> **Exercise**: The expected answer is a copy of every line in the listing that has the word "below".

> **Material provided**:
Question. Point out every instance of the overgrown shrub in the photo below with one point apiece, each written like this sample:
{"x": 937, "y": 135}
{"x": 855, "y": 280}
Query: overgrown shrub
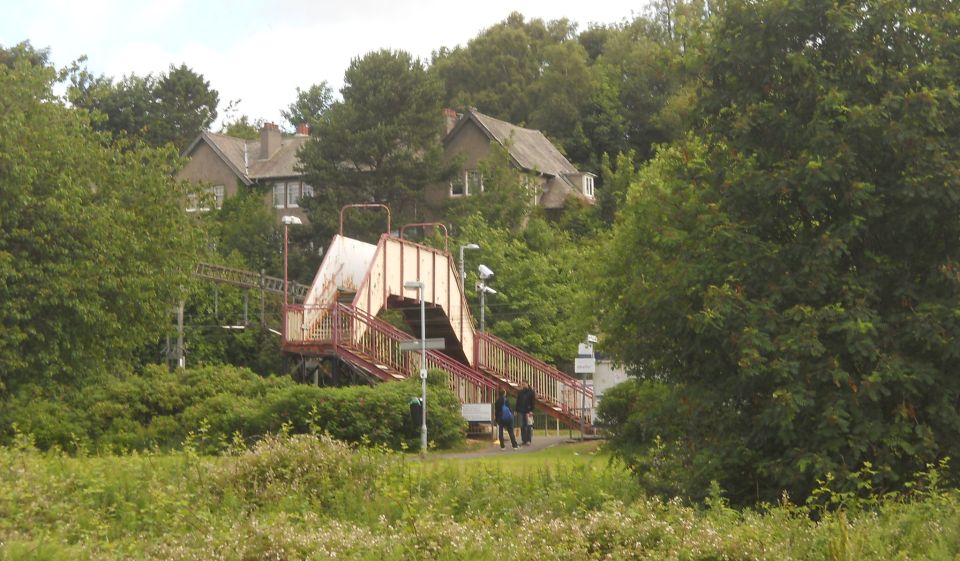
{"x": 214, "y": 405}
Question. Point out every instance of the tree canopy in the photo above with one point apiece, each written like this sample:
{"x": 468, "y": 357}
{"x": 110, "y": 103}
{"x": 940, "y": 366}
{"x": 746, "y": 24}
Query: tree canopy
{"x": 789, "y": 268}
{"x": 172, "y": 108}
{"x": 380, "y": 144}
{"x": 94, "y": 243}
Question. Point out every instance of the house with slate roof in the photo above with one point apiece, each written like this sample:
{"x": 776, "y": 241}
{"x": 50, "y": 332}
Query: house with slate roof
{"x": 223, "y": 165}
{"x": 469, "y": 136}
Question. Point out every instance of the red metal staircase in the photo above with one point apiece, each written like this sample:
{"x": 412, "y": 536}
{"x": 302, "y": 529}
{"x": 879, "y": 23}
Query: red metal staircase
{"x": 477, "y": 363}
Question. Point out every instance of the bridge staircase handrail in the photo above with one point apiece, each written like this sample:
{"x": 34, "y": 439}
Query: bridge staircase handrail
{"x": 554, "y": 388}
{"x": 482, "y": 387}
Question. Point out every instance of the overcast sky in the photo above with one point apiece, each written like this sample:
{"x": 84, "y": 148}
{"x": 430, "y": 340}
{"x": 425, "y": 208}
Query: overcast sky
{"x": 259, "y": 52}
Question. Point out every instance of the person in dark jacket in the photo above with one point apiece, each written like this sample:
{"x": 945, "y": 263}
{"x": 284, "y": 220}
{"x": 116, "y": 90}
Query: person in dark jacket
{"x": 504, "y": 417}
{"x": 526, "y": 400}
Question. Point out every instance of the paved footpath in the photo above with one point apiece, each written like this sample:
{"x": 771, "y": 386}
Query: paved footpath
{"x": 539, "y": 443}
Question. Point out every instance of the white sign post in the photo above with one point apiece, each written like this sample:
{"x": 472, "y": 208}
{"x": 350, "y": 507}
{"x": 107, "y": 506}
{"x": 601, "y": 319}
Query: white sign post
{"x": 585, "y": 363}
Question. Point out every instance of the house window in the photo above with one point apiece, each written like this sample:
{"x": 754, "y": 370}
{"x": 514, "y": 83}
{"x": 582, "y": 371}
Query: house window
{"x": 457, "y": 186}
{"x": 217, "y": 193}
{"x": 474, "y": 182}
{"x": 293, "y": 195}
{"x": 201, "y": 201}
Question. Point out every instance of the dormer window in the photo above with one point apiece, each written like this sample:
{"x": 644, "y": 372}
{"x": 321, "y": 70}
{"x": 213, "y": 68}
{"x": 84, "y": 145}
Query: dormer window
{"x": 458, "y": 187}
{"x": 474, "y": 182}
{"x": 466, "y": 183}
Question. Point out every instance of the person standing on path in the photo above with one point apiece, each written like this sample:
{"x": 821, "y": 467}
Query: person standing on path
{"x": 504, "y": 417}
{"x": 526, "y": 400}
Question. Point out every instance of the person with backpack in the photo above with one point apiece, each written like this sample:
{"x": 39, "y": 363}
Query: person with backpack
{"x": 526, "y": 400}
{"x": 504, "y": 417}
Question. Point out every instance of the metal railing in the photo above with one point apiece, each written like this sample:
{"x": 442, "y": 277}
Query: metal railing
{"x": 342, "y": 326}
{"x": 554, "y": 388}
{"x": 249, "y": 279}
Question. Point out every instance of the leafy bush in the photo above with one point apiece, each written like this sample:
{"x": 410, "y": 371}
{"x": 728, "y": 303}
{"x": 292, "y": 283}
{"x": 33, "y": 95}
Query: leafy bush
{"x": 213, "y": 405}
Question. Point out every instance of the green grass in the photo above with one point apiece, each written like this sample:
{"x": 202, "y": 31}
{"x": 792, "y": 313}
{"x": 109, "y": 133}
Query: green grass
{"x": 309, "y": 498}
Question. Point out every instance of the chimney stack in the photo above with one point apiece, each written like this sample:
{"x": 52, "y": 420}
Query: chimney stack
{"x": 270, "y": 139}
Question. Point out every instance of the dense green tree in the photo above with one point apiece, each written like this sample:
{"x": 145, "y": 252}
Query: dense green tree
{"x": 380, "y": 144}
{"x": 172, "y": 108}
{"x": 541, "y": 282}
{"x": 497, "y": 69}
{"x": 94, "y": 243}
{"x": 790, "y": 270}
{"x": 617, "y": 179}
{"x": 309, "y": 106}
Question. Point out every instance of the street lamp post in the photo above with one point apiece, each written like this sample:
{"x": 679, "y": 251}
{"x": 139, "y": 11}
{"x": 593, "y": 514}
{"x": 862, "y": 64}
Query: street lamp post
{"x": 287, "y": 221}
{"x": 463, "y": 272}
{"x": 485, "y": 275}
{"x": 418, "y": 285}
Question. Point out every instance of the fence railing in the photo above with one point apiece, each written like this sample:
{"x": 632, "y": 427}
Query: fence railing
{"x": 552, "y": 386}
{"x": 359, "y": 332}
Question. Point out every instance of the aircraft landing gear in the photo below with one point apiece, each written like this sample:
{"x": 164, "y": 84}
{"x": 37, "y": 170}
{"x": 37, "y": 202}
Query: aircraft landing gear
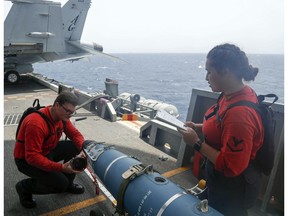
{"x": 12, "y": 77}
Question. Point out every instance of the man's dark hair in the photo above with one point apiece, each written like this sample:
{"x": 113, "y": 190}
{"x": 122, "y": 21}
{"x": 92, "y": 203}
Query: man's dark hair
{"x": 66, "y": 97}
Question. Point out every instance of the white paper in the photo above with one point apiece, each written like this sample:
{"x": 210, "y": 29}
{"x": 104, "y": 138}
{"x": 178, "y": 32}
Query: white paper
{"x": 170, "y": 119}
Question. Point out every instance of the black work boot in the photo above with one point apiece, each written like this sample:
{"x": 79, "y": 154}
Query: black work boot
{"x": 25, "y": 198}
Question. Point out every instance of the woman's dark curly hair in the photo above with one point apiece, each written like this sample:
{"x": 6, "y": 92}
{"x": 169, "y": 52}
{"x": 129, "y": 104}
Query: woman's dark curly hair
{"x": 229, "y": 56}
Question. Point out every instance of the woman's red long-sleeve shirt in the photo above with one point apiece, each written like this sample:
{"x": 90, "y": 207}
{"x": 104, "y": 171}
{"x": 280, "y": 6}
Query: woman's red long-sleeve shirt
{"x": 238, "y": 136}
{"x": 39, "y": 141}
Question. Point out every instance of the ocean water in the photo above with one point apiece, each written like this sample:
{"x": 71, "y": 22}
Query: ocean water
{"x": 169, "y": 78}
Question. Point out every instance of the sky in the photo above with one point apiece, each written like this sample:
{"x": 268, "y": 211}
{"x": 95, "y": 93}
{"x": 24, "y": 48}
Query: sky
{"x": 183, "y": 26}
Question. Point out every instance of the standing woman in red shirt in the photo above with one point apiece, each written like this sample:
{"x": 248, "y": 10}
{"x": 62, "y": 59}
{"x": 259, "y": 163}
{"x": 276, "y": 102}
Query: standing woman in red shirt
{"x": 231, "y": 140}
{"x": 38, "y": 152}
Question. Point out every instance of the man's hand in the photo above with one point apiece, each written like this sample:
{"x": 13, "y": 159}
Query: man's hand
{"x": 66, "y": 168}
{"x": 195, "y": 126}
{"x": 189, "y": 135}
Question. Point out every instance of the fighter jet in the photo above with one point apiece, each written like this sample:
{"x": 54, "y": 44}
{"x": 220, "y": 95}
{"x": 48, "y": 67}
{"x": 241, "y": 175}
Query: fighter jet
{"x": 43, "y": 31}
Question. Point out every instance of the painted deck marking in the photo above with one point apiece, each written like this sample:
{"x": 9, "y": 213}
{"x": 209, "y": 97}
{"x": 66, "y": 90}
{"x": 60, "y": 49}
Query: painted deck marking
{"x": 76, "y": 206}
{"x": 80, "y": 205}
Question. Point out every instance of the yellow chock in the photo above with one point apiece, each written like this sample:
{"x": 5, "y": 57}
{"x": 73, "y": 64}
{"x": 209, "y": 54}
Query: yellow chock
{"x": 202, "y": 184}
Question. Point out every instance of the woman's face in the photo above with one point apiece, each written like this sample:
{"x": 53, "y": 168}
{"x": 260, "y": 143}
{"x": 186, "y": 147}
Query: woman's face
{"x": 215, "y": 79}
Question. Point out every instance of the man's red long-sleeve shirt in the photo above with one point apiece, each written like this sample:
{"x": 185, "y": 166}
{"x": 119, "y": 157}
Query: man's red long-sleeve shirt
{"x": 238, "y": 136}
{"x": 39, "y": 141}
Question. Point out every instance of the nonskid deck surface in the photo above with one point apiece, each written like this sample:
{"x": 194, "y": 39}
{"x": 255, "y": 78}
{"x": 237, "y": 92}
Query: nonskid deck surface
{"x": 125, "y": 139}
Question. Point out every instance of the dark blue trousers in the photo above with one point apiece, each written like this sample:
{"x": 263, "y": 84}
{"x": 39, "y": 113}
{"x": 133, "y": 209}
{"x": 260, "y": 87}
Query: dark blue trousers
{"x": 42, "y": 182}
{"x": 232, "y": 196}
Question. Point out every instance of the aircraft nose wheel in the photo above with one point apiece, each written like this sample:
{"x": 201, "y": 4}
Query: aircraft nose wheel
{"x": 12, "y": 77}
{"x": 99, "y": 212}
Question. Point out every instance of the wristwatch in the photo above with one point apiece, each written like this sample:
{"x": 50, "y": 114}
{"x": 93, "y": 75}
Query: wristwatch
{"x": 197, "y": 145}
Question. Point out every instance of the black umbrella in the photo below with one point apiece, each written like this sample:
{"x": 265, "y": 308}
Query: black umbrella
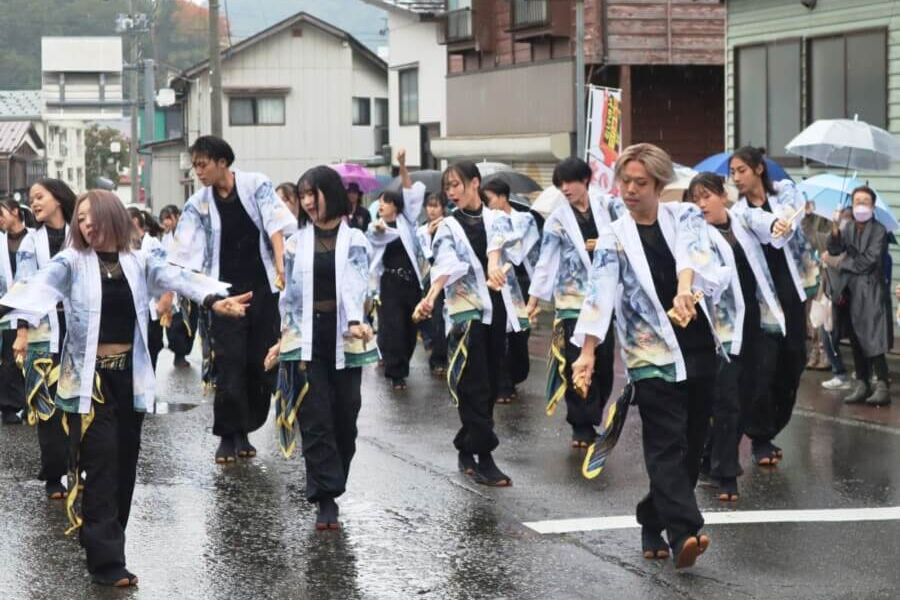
{"x": 518, "y": 183}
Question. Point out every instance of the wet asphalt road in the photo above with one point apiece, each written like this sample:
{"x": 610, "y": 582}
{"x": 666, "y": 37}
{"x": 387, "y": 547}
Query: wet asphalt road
{"x": 415, "y": 528}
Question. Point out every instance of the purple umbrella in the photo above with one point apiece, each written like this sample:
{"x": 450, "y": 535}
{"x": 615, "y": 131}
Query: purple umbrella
{"x": 361, "y": 176}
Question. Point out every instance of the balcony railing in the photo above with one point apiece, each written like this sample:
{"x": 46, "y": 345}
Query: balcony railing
{"x": 529, "y": 13}
{"x": 459, "y": 25}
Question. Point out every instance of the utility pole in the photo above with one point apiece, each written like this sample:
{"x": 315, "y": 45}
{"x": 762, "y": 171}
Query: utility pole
{"x": 215, "y": 71}
{"x": 580, "y": 117}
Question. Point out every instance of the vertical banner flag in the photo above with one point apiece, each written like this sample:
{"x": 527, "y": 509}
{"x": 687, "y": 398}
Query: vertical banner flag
{"x": 604, "y": 134}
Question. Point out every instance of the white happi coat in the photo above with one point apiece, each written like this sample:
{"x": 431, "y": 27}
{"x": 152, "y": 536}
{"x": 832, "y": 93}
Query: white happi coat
{"x": 73, "y": 277}
{"x": 198, "y": 236}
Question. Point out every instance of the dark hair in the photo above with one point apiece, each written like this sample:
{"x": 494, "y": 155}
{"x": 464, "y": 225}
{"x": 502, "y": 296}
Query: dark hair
{"x": 62, "y": 193}
{"x": 109, "y": 220}
{"x": 707, "y": 180}
{"x": 170, "y": 210}
{"x": 288, "y": 189}
{"x": 754, "y": 157}
{"x": 496, "y": 186}
{"x": 571, "y": 169}
{"x": 393, "y": 197}
{"x": 21, "y": 212}
{"x": 865, "y": 190}
{"x": 326, "y": 180}
{"x": 213, "y": 148}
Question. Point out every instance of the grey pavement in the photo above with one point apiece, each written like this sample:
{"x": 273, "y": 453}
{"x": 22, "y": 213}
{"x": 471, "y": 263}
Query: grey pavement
{"x": 415, "y": 528}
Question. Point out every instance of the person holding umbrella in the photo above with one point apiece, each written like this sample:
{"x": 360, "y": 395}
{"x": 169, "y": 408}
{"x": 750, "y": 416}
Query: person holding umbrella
{"x": 400, "y": 268}
{"x": 561, "y": 275}
{"x": 855, "y": 251}
{"x": 655, "y": 263}
{"x": 774, "y": 210}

> **Task response**:
Question. Point out every instance of the overgrown shrub in the photo below with one point apiece, each written like this sample:
Question. Point out every instance of the aircraft landing gear in the photo below with one point apiece, each written like this sample:
Question. Point out every instance of the black umbrella in the photo below with one point apiece, each written like this sample:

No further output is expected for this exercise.